Lines taken from a collection
** begin **
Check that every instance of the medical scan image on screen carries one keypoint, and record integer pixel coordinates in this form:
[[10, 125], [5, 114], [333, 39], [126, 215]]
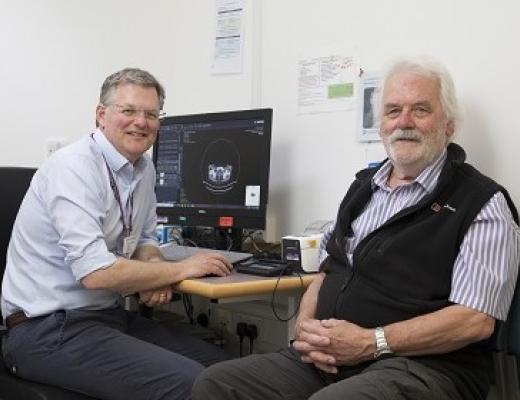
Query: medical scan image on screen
[[211, 164]]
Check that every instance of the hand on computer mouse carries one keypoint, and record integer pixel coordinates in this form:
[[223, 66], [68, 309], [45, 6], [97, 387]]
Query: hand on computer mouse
[[207, 263]]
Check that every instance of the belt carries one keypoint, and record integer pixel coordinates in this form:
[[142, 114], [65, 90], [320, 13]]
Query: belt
[[16, 319]]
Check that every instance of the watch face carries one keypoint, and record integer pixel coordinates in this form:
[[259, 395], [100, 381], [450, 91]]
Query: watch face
[[381, 344]]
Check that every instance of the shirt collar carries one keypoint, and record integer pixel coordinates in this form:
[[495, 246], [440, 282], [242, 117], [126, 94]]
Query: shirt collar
[[427, 179], [115, 160]]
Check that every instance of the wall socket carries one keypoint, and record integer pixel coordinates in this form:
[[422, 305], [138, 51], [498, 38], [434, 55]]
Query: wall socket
[[53, 144]]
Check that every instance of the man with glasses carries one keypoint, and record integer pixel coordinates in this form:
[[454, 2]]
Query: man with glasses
[[84, 236]]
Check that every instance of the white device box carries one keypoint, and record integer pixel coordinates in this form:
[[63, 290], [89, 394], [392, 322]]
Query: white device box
[[302, 251]]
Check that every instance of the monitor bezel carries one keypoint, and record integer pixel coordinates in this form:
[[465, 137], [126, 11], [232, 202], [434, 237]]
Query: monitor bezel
[[213, 217]]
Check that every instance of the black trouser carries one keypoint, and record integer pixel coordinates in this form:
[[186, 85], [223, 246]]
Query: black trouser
** end **
Transcribe all of the lines above word for word, leaving out the pictures.

- Result of the exercise:
Check that every instance of the medical scan image on screen carries one keypoint, and record integer pixel coordinates in this form:
[[10, 125], [5, 114], [333, 39], [126, 215]]
Query: medical scan image on screen
[[211, 164]]
Check that every instance of the hand on computer mouse carries one keypoint, and record integer pixel coordinates in this form:
[[223, 66], [68, 309], [45, 6], [97, 387]]
Query: hand on computer mouse
[[207, 263]]
Check that every instance of the belt carries one keypoint, and record integer pixel coordinates in this form:
[[142, 114], [65, 90], [320, 13]]
Query: belt
[[16, 319]]
Check that every instance of the watch face carries one keypoint, and record integer pixel coordinates in this form:
[[259, 395], [100, 381], [450, 91]]
Query: watch face
[[381, 344]]
Check that every instance of the shirt collar carries one keypoint, and record integer pixel coordinates in this form:
[[495, 246], [440, 282], [242, 117], [126, 94]]
Query: shirt collar
[[427, 179], [115, 160]]
Check that every instance of the wall socket carries one keypoint, and record integer pixel coordinates in this form:
[[422, 305], [138, 51], [498, 38], [434, 55]]
Query: wall socket
[[53, 144]]
Check that every instance of the man with glasses carries one keypoint, and record integer pixel coordinates in this form:
[[454, 2]]
Query: man with glasses
[[84, 236]]
Check that every instance of the white device box carries one keypoint, and record integer pixel coordinates in this form:
[[63, 290], [89, 394], [392, 322]]
Query: white device box
[[302, 251]]
Check that every instance of the monitor bezel carries one keypoint, and record integer pixel coordinates in this form:
[[465, 137], [126, 11], [232, 202], [434, 237]]
Query: monitor bezel
[[213, 217]]
Check that every instance of the black trouser carries one keypoint, and record integer pixel coordinates in this form:
[[186, 85], [223, 246]]
Query: black trouser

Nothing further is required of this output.